Count the lines of the material below that contain the string "roof". Reply with the number alone.

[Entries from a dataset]
····················
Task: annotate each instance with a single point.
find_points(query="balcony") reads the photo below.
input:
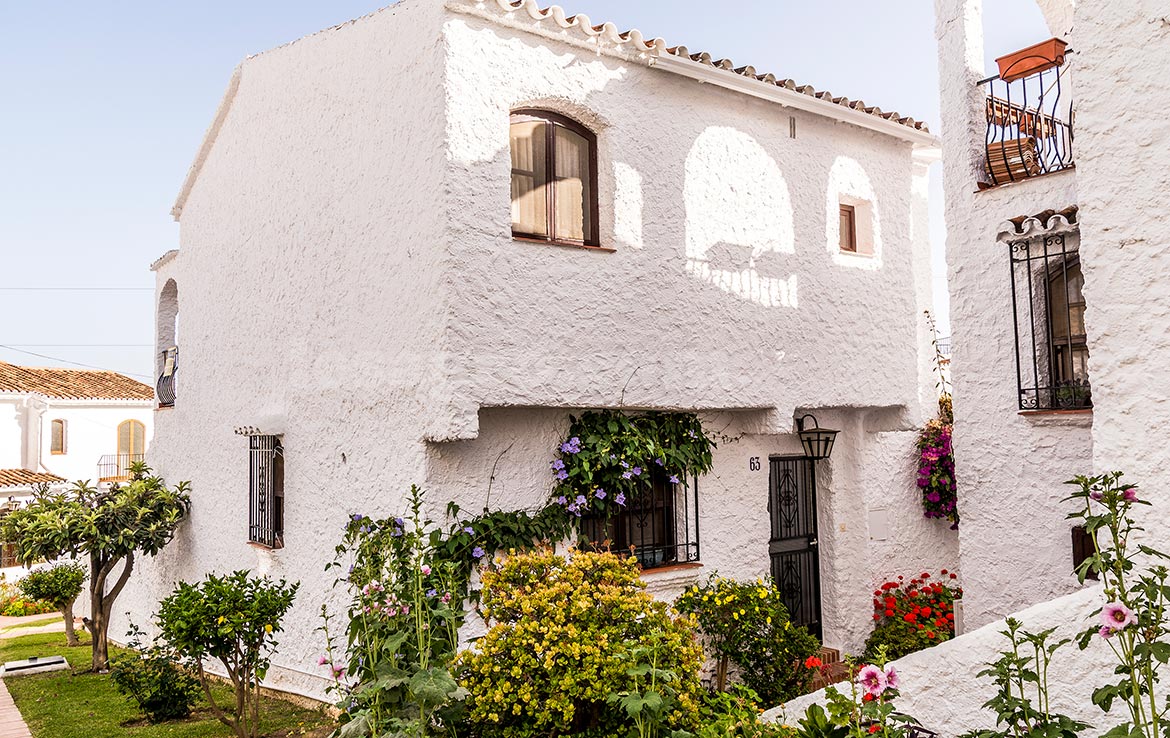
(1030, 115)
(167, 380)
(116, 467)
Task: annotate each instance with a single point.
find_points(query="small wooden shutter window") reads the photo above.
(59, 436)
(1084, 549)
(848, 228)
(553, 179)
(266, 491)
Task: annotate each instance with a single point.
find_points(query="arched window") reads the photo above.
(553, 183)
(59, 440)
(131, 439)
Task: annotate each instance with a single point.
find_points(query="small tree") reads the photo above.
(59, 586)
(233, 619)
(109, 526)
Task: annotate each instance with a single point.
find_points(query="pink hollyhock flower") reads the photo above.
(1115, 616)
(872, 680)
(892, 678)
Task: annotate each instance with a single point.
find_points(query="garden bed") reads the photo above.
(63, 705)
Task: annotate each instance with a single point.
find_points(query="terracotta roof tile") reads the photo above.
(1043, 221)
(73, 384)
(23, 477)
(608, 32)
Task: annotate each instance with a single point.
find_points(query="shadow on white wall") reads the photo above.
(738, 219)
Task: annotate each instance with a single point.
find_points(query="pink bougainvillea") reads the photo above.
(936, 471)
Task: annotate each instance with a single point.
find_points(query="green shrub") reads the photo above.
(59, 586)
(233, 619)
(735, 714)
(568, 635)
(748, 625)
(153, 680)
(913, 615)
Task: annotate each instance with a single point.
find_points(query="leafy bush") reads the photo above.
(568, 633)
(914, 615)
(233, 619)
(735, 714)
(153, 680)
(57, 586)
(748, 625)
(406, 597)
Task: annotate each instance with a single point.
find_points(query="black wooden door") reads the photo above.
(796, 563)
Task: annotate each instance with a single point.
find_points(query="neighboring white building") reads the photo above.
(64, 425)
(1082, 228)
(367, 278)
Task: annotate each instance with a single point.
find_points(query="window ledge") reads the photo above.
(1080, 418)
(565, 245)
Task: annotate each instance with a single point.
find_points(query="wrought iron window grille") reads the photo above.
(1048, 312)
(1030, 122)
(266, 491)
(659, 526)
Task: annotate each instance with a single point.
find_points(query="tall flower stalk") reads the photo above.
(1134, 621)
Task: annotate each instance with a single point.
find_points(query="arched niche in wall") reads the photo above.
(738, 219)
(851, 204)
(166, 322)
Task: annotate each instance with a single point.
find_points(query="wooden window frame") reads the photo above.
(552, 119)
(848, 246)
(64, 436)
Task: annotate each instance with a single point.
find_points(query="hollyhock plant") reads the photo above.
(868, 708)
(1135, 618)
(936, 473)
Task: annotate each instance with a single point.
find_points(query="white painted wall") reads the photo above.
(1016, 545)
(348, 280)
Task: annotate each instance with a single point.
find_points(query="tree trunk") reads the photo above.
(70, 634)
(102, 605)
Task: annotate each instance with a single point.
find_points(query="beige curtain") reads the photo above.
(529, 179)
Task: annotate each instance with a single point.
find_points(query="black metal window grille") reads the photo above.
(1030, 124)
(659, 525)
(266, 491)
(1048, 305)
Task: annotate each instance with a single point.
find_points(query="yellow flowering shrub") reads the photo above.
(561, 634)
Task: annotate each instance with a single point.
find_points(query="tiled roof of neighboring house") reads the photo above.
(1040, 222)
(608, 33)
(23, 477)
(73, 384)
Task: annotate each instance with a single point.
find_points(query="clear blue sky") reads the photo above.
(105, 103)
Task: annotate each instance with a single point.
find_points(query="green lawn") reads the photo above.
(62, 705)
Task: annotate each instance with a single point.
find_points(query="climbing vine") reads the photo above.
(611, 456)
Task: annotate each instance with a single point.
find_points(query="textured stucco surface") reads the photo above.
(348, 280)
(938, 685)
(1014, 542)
····················
**Response:**
2